Artículo —
Uno podría seguir adelante con citas de ese tipo, pero no quiero referirme únicamente a la tradición judeo-cristiana (o a la tradición judeo-cristiana-islámica, ya que estas tres fés abrahamicas recurren todas a los mitos y valores del Antiguo Testamento). Los códigos morales de los paganos prohibían de forma similar matar pero con diversas excepciones. Los vikingos tenían duras leyes contra el homicidio dentro de sus propias comunidades. Pero cuando salían a atacar las costas de Bretaña, Irlanda o Francia, no tenían reparo alguno en matar al azar. Hacer el vikingo era tomarse un respiro de la moral normal practicada alrededor de los fiordos.

Datos mostrados —
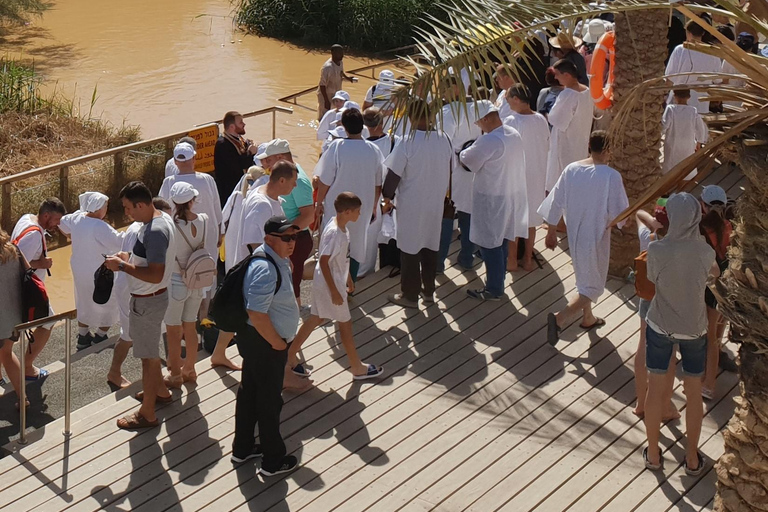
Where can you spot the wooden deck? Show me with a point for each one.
(477, 412)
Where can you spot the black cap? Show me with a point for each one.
(278, 224)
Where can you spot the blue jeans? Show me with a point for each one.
(495, 268)
(466, 256)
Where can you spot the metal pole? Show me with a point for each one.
(274, 120)
(22, 392)
(67, 375)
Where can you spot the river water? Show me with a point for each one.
(168, 65)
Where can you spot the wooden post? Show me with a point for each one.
(64, 186)
(6, 215)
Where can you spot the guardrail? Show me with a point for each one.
(118, 167)
(20, 329)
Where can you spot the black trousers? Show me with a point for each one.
(259, 399)
(417, 272)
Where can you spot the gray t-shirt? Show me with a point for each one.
(679, 269)
(155, 244)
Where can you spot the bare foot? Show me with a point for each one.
(225, 362)
(118, 381)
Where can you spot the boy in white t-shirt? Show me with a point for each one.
(330, 286)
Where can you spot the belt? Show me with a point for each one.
(158, 292)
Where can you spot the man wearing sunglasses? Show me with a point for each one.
(273, 319)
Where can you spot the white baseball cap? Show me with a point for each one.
(712, 193)
(274, 147)
(183, 152)
(341, 95)
(485, 107)
(182, 192)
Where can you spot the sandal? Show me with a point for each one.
(136, 421)
(697, 471)
(599, 322)
(173, 381)
(158, 399)
(649, 464)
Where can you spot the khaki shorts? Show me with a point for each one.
(146, 318)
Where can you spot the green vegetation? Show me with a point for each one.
(365, 25)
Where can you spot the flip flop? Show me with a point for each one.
(553, 331)
(599, 322)
(649, 464)
(373, 372)
(136, 421)
(42, 373)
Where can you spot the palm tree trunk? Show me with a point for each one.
(641, 48)
(742, 471)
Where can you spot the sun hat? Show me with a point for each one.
(274, 147)
(182, 192)
(565, 40)
(595, 30)
(712, 193)
(485, 107)
(183, 152)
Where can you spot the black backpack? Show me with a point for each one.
(227, 309)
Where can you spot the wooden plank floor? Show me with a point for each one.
(476, 412)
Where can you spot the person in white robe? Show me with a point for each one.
(499, 195)
(684, 131)
(418, 174)
(571, 120)
(326, 123)
(351, 165)
(589, 194)
(92, 238)
(458, 122)
(504, 80)
(534, 130)
(373, 119)
(687, 60)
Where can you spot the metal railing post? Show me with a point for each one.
(22, 392)
(67, 376)
(274, 121)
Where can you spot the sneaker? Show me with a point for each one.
(98, 338)
(400, 300)
(482, 294)
(255, 454)
(84, 341)
(727, 363)
(289, 464)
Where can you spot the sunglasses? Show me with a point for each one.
(286, 238)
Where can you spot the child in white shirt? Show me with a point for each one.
(330, 286)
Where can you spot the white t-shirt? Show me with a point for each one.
(423, 162)
(32, 244)
(207, 202)
(171, 168)
(333, 243)
(257, 210)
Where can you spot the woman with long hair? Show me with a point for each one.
(184, 303)
(12, 263)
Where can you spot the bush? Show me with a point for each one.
(365, 25)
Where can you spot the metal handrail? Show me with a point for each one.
(18, 330)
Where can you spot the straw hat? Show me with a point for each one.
(565, 41)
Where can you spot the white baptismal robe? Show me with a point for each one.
(571, 120)
(499, 194)
(351, 165)
(589, 196)
(683, 127)
(534, 131)
(685, 60)
(91, 238)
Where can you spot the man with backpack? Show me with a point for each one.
(263, 337)
(29, 237)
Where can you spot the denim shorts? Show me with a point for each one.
(659, 349)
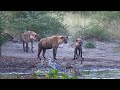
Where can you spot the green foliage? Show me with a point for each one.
(41, 22)
(90, 44)
(94, 31)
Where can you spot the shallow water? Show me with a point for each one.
(101, 74)
(85, 74)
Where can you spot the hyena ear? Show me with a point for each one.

Requisitos —
**A)** Reescribe el tramo del listado que empieza en la línea que contiene "Where can you spot the green foliage?" y llega hasta el final del listado, cambiando "shallow water" por "calm water" y dejando todo lo demás igual.
**B)** Continúa el artículo sobre los códigos morales y las excepciones a la prohibición de matar a partir de su última oración.

Respuestas por tarea —
**A)**
Where can you spot the green foliage? Show me with a point for each one.
(41, 22)
(90, 44)
(94, 31)
Where can you spot the calm water? Show me with a point for each one.
(101, 74)
(85, 74)
Where can you spot the hyena ear? Show me with a point for each one.

**B)**
La moralidad interna habitual contrastaba con la moralidad que se aplicaba a los de fuera. Esto quedó muy bien ilustrado en 1944 cuando el 13% de la gente encuestada en EEUU declaraba que las tropas estadounidenses deberían «matar a todos los japoneses». En sólo una noche, en marzo de 1945, las fuerzas de EEUU mataron a 100.000 hombres, mujeres y niños en Tokio mediante bombardeos convencionales. Esa era la calculada intención; el General Curtis LeMay alardeó de su deseo de «quemar, hervir y cocinar hasta la muerte» a innumerables japoneses. (LeMay llegó a convertirse en el candidato a la vicepresidencia de la lista encabezada por el gobernador segregacionista por Alabama George Wallace). Las bombas atómicas arrojadas sobre Hiroshima y Nagasaki mataron a más 200.000 seres. Quienes ordenaron los ataques pudieron justificar en sus propias mentes que se inflingiera dolor deliberadamente. Truman no sintió escrúpulo alguno por arrojar bombas sobre los bebés. ¿Por qué no?

Porque ellos nos atacaron. Por esa razón, ¿se merecen ellos que les bombardeemos?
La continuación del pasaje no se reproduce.